> Exercise objective:
Repeat, line for line, the entries printed below.

> Dataset rows:
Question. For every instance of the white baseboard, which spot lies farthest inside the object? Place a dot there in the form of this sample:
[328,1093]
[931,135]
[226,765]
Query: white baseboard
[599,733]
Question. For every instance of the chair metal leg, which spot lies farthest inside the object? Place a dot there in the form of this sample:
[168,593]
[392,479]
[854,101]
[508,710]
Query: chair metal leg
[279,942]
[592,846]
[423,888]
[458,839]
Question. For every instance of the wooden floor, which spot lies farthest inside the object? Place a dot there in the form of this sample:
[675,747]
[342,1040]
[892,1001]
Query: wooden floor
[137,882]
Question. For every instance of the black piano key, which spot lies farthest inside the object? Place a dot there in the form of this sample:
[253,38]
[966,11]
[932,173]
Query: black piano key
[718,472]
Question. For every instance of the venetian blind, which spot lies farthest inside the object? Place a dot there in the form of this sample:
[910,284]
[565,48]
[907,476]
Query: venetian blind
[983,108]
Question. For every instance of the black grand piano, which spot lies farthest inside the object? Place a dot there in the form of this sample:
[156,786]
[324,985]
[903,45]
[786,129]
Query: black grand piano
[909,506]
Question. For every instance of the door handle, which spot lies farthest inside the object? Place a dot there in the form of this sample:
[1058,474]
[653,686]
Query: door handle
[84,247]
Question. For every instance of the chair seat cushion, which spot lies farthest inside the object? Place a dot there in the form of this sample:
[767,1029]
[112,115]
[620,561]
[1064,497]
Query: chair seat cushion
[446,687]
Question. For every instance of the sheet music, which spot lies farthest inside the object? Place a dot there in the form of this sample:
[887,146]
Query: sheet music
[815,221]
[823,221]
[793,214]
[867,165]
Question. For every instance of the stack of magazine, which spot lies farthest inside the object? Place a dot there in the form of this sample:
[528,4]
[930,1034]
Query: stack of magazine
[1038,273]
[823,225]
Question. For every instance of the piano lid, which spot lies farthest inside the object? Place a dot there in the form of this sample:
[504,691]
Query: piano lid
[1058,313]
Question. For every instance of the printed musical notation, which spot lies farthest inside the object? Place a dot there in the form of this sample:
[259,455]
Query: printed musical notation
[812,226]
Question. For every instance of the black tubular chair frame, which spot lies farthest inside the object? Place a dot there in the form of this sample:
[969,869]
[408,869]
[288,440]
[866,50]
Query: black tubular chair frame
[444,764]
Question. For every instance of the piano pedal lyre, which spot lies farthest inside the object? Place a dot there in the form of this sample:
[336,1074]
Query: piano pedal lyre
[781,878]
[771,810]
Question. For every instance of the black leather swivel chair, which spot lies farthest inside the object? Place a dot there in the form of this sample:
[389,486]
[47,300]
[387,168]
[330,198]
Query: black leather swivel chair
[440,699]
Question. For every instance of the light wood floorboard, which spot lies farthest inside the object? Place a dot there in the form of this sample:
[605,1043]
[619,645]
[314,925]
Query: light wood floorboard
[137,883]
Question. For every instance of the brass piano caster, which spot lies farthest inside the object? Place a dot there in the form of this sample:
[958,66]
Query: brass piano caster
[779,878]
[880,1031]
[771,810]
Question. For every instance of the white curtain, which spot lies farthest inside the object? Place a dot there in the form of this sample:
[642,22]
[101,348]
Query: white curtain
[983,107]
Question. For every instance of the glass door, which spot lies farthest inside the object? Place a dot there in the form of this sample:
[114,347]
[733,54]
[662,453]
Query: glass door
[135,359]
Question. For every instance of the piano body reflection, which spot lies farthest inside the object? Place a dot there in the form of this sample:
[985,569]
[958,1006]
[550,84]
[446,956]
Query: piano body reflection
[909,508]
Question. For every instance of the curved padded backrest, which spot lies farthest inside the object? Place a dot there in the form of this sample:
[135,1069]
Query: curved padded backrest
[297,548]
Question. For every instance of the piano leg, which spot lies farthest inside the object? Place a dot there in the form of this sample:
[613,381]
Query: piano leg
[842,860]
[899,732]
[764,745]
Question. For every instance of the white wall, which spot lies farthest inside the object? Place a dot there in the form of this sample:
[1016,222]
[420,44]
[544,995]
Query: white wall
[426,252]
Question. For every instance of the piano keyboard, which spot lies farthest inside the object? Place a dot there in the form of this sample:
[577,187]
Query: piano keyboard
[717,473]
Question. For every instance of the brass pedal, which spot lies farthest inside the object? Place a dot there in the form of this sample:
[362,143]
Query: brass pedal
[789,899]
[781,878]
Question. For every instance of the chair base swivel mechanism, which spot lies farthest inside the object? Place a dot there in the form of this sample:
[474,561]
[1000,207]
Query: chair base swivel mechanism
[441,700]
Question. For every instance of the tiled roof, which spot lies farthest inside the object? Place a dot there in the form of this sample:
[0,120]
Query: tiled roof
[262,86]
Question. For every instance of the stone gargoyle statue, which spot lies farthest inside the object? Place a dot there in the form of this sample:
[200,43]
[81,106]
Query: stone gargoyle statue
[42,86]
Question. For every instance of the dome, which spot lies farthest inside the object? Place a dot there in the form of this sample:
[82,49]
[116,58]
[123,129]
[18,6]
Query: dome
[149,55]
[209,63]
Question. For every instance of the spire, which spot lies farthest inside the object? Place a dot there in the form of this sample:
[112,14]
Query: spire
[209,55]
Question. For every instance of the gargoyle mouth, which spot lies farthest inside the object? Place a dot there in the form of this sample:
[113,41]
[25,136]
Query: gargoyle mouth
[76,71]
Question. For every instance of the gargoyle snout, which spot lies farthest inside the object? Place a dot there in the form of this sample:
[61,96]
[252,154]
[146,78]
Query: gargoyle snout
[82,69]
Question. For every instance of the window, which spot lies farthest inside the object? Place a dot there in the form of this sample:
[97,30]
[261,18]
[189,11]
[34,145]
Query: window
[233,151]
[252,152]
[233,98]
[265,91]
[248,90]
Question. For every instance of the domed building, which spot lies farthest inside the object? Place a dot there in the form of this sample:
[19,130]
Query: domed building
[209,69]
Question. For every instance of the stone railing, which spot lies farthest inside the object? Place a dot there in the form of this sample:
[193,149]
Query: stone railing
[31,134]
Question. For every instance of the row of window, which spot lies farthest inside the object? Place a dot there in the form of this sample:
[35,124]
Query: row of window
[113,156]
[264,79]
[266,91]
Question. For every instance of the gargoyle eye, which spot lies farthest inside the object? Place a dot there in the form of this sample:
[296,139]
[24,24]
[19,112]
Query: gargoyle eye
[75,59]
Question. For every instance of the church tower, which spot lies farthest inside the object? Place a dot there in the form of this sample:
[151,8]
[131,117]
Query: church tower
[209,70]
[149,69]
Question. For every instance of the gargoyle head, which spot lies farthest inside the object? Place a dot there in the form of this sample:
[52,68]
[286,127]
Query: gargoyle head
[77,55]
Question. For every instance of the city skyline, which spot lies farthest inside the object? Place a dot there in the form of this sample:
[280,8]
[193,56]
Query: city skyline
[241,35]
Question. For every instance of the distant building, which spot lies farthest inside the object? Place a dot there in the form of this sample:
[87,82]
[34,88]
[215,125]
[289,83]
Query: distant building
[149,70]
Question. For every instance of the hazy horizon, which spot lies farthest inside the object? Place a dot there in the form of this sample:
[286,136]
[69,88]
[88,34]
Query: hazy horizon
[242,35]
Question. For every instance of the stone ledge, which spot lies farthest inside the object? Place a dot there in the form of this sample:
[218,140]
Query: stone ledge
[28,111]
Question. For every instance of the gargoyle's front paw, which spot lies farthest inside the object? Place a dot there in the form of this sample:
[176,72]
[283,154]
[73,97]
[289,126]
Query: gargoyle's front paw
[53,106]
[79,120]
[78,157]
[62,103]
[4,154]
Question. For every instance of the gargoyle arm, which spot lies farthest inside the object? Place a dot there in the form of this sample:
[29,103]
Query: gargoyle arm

> Final answer:
Question. For every instance of the white baseboard, which spot lies farthest inside the object? Place a dot there in the form of this sample:
[328,1093]
[931,135]
[226,765]
Query: white baseboard
[599,733]
Question. For every instance of the chair metal leg, which spot lies farthest inside the object? Place a dot there in the form of this sample:
[168,593]
[392,479]
[854,101]
[508,710]
Query: chair metal leg
[279,942]
[592,846]
[423,888]
[458,839]
Question. For every instance of the wooden floor, which spot lies farthest inside the object? Place a dot there in the form of this sample:
[675,747]
[342,1040]
[892,1001]
Query: wooden floor
[137,882]
Question. For every instance of the black piano key, which spot lies farthest inside the object? Place a dot there in the form of this sample:
[253,38]
[966,11]
[932,173]
Query: black piano key
[718,472]
Question. For every instance of the venetian blind, which spot lies farthest inside the object? Place a dot there in the form of this sample:
[910,284]
[565,48]
[907,476]
Query: venetian blind
[983,108]
Question. For every instance of the black grand piano, which spot lies farthest inside the object? Place a dot there in the form of this sample:
[156,786]
[324,985]
[903,45]
[786,129]
Query: black grand piano
[909,506]
Question. For every instance of the door handle, which spot lies farthest inside the object? Place a dot there in the form of this sample:
[1058,474]
[653,686]
Query: door handle
[84,247]
Question. For every instance of the chair seat cushion, which spot lies farthest inside the object? Place a dot there in the form of this sample:
[767,1029]
[112,115]
[620,561]
[1064,497]
Query: chair seat cushion
[446,687]
Question. For every instance of the sheet music, which spot lies farthest inside the object? Place a dot there in the form of this sample:
[887,146]
Query: sheet music
[815,221]
[823,221]
[793,214]
[867,165]
Question. For every instance of the stack of magazine, which spot lies farthest inside the object? Place a dot there in the form of this sample:
[528,4]
[930,1034]
Query: stack of magazine
[1038,273]
[823,225]
Question. For every instance of the piano lid, which spot lies farthest inside the object? Place a dot there in the form of this sample:
[504,691]
Query: piano lid
[1058,313]
Question. For every instance of the printed musical notation, which spot lies farthest inside the object? Place a dot there in the form of this sample:
[259,455]
Query: printed musical notation
[812,226]
Question. For every instance of the black tubular chair frame, which spot lies farthest inside the object? Place a dot there in the form of this sample:
[969,869]
[408,869]
[288,440]
[866,50]
Query: black tubular chair frame
[444,764]
Question. For every instance of the piano pedal lyre, which spot lies farthest inside the object? Place a dot there in the form of this sample:
[336,1074]
Query: piano pedal lyre
[781,878]
[771,810]
Question. For every instance of the black leather swivel chair, which spot lies farthest inside the object? Place a dot there in the form of this sample:
[389,486]
[47,300]
[387,168]
[330,198]
Query: black leather swivel chair
[440,699]
Question. For every instance of the light wood floorboard, which spot lies farthest inside the object? Place a dot there in the form of this sample:
[605,1043]
[619,645]
[314,925]
Query: light wood floorboard
[137,883]
Question. For every instance of the brass piano caster, which spot lies farthest inside the object? Place a dot there in the form of this sample:
[958,66]
Query: brass piano caster
[779,878]
[880,1031]
[771,810]
Question. For every instance of the white curtain, which spot lies farthest inside the object? Place a dot there in the form of this sample:
[642,22]
[101,348]
Query: white curtain
[983,107]
Question. For every instance of the glass door, which spot lies farthest inside the object? Place a dot there in the form of this sample:
[114,347]
[733,54]
[662,453]
Query: glass door
[135,359]
Question. For every instance of the piano body reflection, which spot lies farthest inside the object? Place a dot there in the form of this sample:
[985,569]
[958,1006]
[550,84]
[446,956]
Query: piano body reflection
[909,508]
Question. For every instance of the curved padded backrest, which spot lies farthest inside the object? Place a dot there in the form of this sample:
[135,1069]
Query: curved padded backrest
[297,548]
Question. For every instance of the piano leg, which spot lies farthest inside the object? Place a dot there in the form of this sample:
[613,381]
Query: piano leg
[842,860]
[899,732]
[764,745]
Question. For every instance of the white wall, which spot lies farthest inside the object? Place a dot there in the form of this sample:
[1016,222]
[420,44]
[544,995]
Query: white wall
[426,252]
Question. For every instance of the piano keyboard, which spot lies farthest inside the object? Place a dot there in the form of this sample:
[577,187]
Query: piano keyboard
[717,473]
Question. For every instance of the brass pedal, which spot lies farthest inside the object? Place a dot there in the form of this sample:
[362,143]
Query: brass pedal
[789,899]
[781,878]
Question. For every instance of the chair base swivel mechanism, which spot lies farthest inside the object? Place a dot there in the form of this sample:
[474,561]
[1000,207]
Query: chair base swivel mechanism
[441,700]
Question. For every instance of the tiled roof, which spot lies farthest inside the object? Place a dot there in the form of this sample:
[0,120]
Query: tiled roof
[262,86]
Question. For every instance of the stone gargoyle statue, which spot lies farthest inside the object? Place a dot there in the form of this sample:
[200,43]
[81,106]
Query: stone gargoyle statue
[42,86]
Question. For every instance of the dome, which spot lies farthest inside the object? Place a dot there in the form of this sample:
[82,49]
[116,58]
[123,129]
[18,6]
Query: dome
[149,55]
[209,63]
Question. For every instance of the spire, which spot lies farthest inside the object? Place a dot there in the form of this sample:
[112,14]
Query: spire
[209,55]
Question. For every instance of the gargoyle mouth, which spot lies farthest inside the object? Place a dot there in the form of this sample:
[113,41]
[25,136]
Query: gargoyle mouth
[76,71]
Question. For every instance of the gargoyle snout, which spot lies farthest inside the object? Place a dot there in the form of this sample:
[61,96]
[252,154]
[146,78]
Query: gargoyle snout
[82,69]
Question. For every instance of the window, which spot lies farthest inside the object? Place a dot there in the form of this sample:
[97,30]
[261,18]
[189,11]
[34,145]
Query: window
[233,151]
[252,152]
[233,98]
[265,91]
[248,90]
Question. For every instance of the domed building, which spot lies farthest inside the object? Place a dot there in the form of this sample:
[19,130]
Query: domed building
[209,69]
Question. For every instance of the stone railing, which spot lies farthest inside the object? Place a dot there in the form of this sample:
[193,149]
Query: stone railing
[31,134]
Question. For every instance of the row of window, which spot lies farthest inside the object? Place a dot there in the form of this sample:
[35,124]
Query: row of window
[113,156]
[264,79]
[266,91]
Question. For every instance of the gargoyle eye, which spot lies farthest inside the object? Place a dot there in the form of this sample:
[296,139]
[24,24]
[19,112]
Query: gargoyle eye
[75,59]
Question. For every instance of the church tower, which spot lies farthest inside the object? Place a dot there in the form of this sample:
[151,8]
[131,117]
Query: church tower
[209,70]
[149,69]
Question. For every instance of the gargoyle head, which spot lies farthest inside the object? Place a dot there in the form of this sample:
[52,68]
[286,127]
Query: gargoyle head
[77,55]
Question. For every instance of the city skyline, which spot lies farthest inside the object? Place a dot there in the form of this sample:
[280,8]
[193,56]
Query: city skyline
[241,35]
Question. For every instance of the distant building, which spot lies farthest inside the object? Place a dot there in the form of this sample:
[87,82]
[34,88]
[215,125]
[289,83]
Query: distant building
[149,70]
Question. For every instance of the hazy horizon, which spot lies farthest inside the object? Place a dot there in the form of this sample:
[286,136]
[69,88]
[88,34]
Query: hazy horizon
[242,35]
Question. For every instance of the stone ledge, which spot lies farthest inside the object? Place a dot there in the form of this sample:
[218,140]
Query: stone ledge
[28,111]
Question. For every instance of the gargoyle's front paw, which spot lies farthest inside the object? Place a dot there in the form of this sample:
[176,72]
[283,154]
[73,97]
[289,126]
Query: gargoyle's front paw
[53,106]
[79,120]
[78,157]
[62,103]
[4,154]
Question. For every instance of the gargoyle arm, which spot lies farthest inside the object? Place a dot there in the form of this sample:
[29,103]
Query: gargoyle arm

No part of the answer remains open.